- _Quoted text_:
It's a good idea to ensure that portage itself is up-to-date, though it should be if you downloaded a new snapshot :)

(chroot) livecd / #emerge --ask --verbose --oneshot portage
... output omitted ...
Would you like to merge these packages? [Yes/No] <press Y and then ENTER>
... output omitted ...

You may have noticed a lot of "IMPORTANT" news items. This is a great system provided by Gentoo repositories for communicating changes, however as this is your first time pulling them down, it will be showing things even years old that don't really apply to us. However, it's still worth taking a look! You can list all of the news items through eselect news list and read an individual item with eselect news read #.

For now, let's clear them so we can start fresh (unless you see something really scary in there from after this guide's writing date [2023-05-21]).

(chroot) livecd / #eslect news read

Let's go ahead and update @world, this is useful because of all of that changes that we made to our /etc/portage/make.conf file earlier.

(chroot) livecd / #emerge --ask --verbose --update --deep --newuse @world
... output omitted ...
Would you like to merge these packages? [Yes/No] <press Y and then ENTER>
... output omitted ...

This will take a little bit, but also be your first taste (aside from updating portage earlier) of using emerge. This is how we'll update our system in the future as well, so take note of those flags!

Our next step is configuring the system to our liking, the basics of any Gentoo installation. We're going to setup the localtime, our locale, and create ourself a user (because running as root is bad!)

- _Provided material_:
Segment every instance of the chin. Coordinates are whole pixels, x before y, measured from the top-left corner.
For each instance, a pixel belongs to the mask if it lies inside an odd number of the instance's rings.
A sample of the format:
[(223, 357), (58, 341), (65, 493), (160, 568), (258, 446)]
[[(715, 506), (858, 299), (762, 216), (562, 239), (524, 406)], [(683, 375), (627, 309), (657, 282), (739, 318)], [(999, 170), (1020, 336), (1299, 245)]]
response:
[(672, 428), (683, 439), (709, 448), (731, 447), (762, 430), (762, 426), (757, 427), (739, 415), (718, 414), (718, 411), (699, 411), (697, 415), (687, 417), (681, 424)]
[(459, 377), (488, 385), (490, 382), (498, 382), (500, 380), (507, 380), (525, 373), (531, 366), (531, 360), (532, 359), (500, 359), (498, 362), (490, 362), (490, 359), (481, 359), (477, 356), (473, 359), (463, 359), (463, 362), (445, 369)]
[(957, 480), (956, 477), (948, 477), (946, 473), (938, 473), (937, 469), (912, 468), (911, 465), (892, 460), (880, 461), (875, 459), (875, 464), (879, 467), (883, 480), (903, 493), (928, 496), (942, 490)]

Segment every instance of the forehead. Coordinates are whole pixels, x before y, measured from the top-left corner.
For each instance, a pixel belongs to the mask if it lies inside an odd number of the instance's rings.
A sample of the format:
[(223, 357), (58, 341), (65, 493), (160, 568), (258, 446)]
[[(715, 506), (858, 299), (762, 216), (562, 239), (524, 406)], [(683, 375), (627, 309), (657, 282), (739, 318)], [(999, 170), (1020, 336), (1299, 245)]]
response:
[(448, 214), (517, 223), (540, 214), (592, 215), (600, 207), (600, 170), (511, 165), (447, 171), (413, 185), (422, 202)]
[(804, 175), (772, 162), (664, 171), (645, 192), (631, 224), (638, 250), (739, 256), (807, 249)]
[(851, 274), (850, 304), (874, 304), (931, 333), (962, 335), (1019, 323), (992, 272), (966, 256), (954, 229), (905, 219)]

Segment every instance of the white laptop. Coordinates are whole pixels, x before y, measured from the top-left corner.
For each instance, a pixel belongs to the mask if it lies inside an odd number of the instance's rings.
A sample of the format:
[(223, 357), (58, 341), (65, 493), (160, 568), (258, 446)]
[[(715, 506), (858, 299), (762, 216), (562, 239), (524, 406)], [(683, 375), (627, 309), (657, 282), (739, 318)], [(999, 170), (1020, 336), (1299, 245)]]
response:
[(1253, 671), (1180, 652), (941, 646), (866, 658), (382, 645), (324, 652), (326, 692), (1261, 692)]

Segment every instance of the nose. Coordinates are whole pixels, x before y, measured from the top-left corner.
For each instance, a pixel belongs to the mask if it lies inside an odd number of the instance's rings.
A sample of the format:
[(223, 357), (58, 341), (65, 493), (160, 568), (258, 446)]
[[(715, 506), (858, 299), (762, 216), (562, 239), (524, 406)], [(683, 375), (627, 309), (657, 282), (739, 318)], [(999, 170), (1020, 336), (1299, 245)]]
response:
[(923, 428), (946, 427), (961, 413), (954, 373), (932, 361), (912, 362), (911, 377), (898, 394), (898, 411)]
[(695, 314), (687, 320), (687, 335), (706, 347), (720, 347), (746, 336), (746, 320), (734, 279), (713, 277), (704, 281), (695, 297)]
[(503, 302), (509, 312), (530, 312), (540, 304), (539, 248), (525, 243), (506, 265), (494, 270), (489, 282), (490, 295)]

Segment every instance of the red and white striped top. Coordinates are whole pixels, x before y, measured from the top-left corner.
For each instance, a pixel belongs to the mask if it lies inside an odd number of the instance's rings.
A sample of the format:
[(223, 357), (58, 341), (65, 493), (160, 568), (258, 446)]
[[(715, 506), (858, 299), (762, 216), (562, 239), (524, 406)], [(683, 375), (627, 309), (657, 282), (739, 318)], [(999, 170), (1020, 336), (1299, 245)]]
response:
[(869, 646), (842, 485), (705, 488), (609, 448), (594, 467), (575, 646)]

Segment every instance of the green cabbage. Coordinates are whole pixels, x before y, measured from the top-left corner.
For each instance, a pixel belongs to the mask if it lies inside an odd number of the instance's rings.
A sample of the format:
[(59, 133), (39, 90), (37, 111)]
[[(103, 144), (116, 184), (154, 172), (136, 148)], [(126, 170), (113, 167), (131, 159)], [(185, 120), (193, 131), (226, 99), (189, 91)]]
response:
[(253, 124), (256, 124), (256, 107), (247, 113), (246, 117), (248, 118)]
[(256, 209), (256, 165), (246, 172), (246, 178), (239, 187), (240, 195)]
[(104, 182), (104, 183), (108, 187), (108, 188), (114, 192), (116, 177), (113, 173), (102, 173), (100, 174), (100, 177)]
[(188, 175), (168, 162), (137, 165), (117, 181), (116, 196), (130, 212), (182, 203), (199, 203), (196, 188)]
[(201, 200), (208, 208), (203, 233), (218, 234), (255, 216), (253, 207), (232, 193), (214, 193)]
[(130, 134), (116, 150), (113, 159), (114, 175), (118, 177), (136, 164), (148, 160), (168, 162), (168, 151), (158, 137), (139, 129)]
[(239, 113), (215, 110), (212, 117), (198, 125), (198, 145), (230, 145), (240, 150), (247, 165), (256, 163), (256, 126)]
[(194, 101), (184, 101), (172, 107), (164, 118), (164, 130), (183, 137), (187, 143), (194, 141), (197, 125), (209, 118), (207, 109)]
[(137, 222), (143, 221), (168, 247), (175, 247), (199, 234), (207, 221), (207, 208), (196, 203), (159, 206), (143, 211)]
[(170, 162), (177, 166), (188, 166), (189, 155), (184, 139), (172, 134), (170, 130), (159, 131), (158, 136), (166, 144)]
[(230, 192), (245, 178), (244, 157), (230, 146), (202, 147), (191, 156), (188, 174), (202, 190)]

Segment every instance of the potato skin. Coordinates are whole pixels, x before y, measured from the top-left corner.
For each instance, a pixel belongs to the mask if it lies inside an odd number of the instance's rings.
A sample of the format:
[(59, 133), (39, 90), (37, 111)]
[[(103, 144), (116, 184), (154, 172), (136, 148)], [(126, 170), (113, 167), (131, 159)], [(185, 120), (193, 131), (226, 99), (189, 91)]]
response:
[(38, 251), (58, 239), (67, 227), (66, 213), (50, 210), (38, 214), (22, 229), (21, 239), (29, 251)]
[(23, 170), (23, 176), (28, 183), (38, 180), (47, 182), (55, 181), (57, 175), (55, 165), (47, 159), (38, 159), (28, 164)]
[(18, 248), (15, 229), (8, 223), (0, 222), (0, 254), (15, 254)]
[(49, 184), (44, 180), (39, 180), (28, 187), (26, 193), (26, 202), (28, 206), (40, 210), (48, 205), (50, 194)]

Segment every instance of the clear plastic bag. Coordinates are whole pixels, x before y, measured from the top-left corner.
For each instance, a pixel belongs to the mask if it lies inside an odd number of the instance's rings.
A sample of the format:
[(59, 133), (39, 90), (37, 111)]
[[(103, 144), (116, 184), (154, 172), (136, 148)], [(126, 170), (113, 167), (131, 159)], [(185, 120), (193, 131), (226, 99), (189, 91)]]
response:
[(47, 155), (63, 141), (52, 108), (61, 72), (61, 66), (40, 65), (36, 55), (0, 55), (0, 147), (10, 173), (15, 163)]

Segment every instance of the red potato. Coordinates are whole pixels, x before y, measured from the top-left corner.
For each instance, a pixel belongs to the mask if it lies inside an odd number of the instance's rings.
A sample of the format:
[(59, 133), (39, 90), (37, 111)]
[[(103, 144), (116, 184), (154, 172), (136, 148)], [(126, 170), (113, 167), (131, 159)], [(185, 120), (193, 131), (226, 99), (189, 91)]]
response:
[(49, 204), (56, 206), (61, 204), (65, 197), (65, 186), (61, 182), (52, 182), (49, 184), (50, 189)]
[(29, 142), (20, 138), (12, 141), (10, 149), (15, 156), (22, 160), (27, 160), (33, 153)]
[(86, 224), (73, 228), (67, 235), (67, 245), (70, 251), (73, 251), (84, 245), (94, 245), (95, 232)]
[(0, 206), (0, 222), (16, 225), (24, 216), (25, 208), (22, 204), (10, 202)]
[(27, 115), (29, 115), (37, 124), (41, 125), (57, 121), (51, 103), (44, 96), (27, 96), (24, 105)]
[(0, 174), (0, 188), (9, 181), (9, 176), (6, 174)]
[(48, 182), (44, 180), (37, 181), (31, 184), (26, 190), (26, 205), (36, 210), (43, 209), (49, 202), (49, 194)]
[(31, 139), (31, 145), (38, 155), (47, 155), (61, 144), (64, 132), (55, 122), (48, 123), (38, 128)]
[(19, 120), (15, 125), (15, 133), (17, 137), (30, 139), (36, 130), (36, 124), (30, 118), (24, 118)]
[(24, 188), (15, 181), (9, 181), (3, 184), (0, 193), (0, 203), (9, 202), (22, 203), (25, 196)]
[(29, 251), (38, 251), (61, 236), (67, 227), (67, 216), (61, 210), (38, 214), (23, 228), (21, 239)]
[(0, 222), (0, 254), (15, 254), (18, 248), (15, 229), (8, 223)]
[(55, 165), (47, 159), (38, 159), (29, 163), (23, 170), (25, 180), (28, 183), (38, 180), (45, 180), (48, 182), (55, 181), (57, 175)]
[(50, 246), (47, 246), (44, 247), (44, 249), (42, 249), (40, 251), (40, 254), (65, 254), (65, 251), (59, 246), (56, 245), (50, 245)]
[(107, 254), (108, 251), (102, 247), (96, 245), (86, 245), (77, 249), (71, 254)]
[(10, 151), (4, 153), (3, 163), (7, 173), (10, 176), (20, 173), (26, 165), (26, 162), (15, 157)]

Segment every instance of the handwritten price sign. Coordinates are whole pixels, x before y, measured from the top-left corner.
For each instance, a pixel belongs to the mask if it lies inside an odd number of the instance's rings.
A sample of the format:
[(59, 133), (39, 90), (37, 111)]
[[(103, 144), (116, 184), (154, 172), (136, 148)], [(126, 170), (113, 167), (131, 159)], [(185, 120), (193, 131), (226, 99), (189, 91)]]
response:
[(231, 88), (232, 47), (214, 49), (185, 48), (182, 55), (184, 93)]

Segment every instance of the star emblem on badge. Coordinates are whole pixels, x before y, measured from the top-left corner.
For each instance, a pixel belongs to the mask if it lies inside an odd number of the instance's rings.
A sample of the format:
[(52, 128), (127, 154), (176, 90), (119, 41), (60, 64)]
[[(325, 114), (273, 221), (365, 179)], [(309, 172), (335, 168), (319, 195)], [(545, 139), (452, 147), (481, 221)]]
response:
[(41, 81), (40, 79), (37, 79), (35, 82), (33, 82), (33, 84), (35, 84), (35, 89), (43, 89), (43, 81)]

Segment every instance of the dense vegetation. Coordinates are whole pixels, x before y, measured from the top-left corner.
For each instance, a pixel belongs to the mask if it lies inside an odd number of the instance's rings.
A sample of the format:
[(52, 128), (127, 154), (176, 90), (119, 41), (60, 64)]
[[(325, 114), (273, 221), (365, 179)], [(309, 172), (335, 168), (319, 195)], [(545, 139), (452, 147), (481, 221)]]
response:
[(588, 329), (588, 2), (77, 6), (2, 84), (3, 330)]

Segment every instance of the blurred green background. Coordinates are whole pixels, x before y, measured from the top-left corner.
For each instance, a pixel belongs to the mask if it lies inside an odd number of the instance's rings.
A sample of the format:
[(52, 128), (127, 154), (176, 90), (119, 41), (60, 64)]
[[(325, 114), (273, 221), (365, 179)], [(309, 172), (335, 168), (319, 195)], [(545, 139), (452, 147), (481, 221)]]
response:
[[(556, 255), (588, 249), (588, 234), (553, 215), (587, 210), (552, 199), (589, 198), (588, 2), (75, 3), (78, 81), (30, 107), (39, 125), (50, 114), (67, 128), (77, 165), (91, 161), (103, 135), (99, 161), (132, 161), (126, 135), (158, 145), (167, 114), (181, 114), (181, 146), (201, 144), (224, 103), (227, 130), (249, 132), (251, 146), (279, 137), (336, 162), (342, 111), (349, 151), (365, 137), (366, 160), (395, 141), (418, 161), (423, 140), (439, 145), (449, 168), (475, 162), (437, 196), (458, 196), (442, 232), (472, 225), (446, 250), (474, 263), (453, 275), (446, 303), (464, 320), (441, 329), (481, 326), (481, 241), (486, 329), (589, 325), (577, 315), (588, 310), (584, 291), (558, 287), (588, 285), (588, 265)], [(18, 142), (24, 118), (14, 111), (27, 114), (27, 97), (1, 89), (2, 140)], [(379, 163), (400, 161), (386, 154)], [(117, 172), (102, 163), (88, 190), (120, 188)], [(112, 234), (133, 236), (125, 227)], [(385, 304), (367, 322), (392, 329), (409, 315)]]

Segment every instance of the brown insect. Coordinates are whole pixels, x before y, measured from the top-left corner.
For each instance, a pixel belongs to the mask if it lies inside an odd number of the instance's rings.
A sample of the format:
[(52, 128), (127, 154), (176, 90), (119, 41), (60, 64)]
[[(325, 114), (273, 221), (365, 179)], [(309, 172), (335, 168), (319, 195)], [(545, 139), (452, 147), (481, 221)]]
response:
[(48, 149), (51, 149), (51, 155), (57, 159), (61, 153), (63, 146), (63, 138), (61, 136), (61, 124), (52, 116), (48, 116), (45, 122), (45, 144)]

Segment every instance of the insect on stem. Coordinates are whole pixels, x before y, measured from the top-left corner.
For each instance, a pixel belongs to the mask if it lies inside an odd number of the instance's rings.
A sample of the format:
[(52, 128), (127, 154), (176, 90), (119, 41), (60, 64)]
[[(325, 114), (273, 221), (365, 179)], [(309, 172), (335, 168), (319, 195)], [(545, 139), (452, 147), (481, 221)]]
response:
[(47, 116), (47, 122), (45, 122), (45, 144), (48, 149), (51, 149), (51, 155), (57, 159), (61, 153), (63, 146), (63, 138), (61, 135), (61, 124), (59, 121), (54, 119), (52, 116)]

- _Work required_: Reproduce the part of the Gentoo installation guide above that starts at "(chroot) livecd / #emerge --ask --verbose --update" and stops after "root is bad!)", word for word.

- _Final result_:
(chroot) livecd / #emerge --ask --verbose --update --deep --newuse @world
... output omitted ...
Would you like to merge these packages? [Yes/No] <press Y and then ENTER>
... output omitted ...

This will take a little bit, but also be your first taste (aside from updating portage earlier) of using emerge. This is how we'll update our system in the future as well, so take note of those flags!

Our next step is configuring the system to our liking, the basics of any Gentoo installation. We're going to setup the localtime, our locale, and create ourself a user (because running as root is bad!)